MATERIAL SUPPLIED: Begin
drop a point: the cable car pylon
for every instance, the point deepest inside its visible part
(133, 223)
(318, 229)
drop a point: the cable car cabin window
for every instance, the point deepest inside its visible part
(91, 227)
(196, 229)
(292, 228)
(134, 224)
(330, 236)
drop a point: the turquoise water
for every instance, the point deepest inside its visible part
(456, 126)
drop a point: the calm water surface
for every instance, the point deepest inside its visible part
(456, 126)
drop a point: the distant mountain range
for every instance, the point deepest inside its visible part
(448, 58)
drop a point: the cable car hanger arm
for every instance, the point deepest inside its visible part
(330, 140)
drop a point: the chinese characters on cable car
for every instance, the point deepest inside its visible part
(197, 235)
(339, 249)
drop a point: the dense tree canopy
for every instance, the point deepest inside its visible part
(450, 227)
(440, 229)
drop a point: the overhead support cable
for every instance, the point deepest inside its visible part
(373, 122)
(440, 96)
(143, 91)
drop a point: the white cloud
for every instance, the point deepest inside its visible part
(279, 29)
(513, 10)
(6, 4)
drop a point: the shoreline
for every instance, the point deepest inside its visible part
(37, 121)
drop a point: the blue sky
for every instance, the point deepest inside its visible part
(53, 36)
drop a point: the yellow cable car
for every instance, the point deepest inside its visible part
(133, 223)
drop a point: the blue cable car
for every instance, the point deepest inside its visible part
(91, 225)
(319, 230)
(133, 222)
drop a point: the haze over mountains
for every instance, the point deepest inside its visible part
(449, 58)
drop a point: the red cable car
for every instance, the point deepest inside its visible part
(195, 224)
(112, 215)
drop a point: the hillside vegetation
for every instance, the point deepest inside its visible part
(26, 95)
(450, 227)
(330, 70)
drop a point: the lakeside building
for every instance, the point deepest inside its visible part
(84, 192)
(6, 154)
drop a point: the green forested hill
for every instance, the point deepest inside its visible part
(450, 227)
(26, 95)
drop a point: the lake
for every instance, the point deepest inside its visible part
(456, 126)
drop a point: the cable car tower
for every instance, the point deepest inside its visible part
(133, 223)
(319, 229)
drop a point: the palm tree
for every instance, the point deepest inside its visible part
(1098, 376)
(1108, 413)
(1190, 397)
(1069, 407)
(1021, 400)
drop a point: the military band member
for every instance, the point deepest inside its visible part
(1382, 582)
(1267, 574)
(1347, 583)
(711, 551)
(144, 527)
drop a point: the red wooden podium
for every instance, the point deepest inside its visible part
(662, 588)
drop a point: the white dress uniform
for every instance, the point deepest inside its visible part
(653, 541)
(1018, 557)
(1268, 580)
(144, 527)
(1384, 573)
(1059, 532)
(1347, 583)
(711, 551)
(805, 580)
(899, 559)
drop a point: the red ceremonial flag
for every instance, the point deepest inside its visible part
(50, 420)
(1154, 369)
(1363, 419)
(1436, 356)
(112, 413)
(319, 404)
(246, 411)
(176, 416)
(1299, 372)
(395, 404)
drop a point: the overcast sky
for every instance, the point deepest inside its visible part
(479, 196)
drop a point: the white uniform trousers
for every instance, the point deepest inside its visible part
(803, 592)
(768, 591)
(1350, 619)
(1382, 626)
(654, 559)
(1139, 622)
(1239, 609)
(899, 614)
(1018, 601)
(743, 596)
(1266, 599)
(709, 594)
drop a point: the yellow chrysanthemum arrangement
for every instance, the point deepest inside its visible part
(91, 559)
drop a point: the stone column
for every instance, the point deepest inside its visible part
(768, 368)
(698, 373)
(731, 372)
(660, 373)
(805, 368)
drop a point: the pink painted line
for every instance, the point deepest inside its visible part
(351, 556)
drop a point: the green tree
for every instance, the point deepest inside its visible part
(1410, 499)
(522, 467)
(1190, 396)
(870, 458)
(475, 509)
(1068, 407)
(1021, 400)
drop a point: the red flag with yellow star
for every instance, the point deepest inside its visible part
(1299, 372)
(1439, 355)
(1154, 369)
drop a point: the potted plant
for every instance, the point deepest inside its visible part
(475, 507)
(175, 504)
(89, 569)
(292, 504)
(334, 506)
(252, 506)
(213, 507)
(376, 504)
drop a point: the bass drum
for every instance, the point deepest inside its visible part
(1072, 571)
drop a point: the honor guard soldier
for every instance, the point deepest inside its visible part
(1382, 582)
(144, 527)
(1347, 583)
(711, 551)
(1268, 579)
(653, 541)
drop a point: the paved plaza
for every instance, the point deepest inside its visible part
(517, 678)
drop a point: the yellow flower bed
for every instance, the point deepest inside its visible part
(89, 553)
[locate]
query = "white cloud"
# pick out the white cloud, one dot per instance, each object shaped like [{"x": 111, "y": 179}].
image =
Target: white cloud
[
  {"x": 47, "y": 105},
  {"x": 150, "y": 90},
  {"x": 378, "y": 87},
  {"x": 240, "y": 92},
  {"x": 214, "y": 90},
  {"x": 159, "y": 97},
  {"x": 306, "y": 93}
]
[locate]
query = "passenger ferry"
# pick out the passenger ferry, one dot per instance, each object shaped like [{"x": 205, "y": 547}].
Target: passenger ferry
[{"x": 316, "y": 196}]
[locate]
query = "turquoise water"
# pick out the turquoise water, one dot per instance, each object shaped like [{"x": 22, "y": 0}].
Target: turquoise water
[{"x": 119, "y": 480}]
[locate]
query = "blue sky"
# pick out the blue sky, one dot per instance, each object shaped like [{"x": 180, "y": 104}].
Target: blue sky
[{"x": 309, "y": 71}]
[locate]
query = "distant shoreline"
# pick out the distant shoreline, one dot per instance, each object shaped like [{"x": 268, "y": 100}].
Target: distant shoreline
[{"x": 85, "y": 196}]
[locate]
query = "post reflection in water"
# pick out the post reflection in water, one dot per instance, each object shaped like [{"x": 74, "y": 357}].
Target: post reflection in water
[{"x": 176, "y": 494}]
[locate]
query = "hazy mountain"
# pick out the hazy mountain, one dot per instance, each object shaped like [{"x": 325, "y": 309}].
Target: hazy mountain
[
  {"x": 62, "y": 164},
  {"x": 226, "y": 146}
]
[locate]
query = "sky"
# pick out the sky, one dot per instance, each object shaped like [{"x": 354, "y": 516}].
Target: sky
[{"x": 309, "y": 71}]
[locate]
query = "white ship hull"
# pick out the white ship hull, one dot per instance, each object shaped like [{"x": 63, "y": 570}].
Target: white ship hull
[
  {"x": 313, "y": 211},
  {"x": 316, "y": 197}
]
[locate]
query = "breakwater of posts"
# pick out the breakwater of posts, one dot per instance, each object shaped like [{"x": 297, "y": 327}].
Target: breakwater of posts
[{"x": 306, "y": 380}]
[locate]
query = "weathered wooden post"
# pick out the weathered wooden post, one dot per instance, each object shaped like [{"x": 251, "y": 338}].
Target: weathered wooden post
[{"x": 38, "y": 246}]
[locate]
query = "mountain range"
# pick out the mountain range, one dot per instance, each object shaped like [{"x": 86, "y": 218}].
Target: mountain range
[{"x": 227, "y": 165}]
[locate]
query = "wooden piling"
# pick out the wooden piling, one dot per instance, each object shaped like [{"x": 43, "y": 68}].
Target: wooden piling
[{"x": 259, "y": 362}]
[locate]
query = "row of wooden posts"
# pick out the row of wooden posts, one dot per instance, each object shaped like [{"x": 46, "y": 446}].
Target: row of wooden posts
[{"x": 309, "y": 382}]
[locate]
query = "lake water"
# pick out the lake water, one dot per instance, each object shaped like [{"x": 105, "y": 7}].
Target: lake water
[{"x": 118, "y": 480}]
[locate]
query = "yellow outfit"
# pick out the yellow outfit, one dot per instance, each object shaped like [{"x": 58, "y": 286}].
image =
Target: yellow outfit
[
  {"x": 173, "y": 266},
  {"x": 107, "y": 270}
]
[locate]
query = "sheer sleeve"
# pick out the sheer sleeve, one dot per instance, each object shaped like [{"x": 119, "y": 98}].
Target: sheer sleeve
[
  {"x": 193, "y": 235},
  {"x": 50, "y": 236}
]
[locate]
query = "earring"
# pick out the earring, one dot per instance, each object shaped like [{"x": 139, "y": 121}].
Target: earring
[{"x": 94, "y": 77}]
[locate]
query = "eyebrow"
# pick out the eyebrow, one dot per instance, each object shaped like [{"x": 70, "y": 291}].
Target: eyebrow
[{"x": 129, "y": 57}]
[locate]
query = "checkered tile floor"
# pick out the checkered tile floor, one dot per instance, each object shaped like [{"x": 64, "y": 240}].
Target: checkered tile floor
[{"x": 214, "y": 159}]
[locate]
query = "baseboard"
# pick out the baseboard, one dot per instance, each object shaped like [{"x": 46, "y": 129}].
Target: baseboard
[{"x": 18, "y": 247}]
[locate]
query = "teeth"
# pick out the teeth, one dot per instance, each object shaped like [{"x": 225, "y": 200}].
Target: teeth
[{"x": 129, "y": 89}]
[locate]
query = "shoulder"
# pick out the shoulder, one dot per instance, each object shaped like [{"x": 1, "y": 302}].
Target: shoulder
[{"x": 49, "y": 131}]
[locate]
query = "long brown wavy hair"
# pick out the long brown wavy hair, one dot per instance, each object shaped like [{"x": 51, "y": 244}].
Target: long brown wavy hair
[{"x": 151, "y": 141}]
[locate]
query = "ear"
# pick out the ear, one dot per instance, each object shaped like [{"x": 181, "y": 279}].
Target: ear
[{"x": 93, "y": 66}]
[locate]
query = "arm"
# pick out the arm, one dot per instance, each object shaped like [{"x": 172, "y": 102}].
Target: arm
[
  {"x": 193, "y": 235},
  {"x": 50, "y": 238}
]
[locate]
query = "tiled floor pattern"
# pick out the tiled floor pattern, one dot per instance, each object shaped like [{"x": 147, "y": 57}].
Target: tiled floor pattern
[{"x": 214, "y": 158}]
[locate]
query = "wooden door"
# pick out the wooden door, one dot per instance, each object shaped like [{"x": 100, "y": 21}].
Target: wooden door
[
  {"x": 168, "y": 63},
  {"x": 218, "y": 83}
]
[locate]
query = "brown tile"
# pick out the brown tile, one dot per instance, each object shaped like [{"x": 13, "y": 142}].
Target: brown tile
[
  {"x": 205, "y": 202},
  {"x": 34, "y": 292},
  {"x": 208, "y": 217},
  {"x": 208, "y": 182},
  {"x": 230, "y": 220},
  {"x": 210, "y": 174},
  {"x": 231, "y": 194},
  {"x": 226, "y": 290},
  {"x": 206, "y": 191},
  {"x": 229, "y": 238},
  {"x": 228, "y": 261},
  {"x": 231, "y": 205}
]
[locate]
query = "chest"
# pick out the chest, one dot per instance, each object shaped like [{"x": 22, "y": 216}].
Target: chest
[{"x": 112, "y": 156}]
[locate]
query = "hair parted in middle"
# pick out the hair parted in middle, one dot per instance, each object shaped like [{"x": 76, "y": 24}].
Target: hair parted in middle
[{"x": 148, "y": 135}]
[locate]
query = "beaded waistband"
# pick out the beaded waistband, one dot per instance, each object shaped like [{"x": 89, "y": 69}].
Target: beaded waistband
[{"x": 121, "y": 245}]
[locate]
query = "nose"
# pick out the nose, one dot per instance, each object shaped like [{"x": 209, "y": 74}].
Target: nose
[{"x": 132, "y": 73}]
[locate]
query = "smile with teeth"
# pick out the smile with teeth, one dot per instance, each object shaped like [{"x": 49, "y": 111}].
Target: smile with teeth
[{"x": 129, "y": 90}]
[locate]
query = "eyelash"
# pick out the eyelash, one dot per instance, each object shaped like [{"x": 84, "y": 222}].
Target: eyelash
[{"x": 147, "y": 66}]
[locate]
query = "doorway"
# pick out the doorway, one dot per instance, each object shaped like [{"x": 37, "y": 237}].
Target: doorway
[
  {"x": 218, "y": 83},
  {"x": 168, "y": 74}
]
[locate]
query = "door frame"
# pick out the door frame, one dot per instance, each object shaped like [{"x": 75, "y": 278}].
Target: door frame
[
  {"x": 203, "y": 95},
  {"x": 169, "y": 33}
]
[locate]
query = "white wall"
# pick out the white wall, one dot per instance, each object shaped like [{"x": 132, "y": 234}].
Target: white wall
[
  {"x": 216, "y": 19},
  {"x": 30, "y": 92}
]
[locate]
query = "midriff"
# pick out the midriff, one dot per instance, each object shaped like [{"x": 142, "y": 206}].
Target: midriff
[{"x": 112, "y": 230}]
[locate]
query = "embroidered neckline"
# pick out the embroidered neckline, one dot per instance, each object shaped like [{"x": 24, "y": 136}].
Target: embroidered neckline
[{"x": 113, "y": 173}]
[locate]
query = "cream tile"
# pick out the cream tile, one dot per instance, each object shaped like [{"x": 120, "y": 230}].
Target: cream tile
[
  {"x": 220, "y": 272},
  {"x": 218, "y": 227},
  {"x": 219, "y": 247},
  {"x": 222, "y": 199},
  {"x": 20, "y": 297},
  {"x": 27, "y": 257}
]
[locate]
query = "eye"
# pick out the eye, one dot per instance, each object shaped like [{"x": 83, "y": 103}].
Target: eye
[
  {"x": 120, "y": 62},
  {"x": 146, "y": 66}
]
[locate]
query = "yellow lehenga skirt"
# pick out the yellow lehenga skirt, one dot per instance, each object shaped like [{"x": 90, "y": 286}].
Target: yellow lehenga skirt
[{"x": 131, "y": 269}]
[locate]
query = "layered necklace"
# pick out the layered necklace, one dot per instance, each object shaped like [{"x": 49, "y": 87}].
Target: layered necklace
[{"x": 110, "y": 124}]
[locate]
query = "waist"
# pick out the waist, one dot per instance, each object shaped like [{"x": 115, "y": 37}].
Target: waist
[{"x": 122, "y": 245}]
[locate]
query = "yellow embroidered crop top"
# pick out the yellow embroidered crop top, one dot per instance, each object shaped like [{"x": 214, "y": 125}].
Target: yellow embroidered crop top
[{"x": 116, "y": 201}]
MATERIAL SUPPLIED: End
*DIRECTIONS*: Please report all lines in the entries where "flag" appears.

*ANSWER AREA*:
drop a point: the red ceremonial flag
drop a point: the red flag with yellow star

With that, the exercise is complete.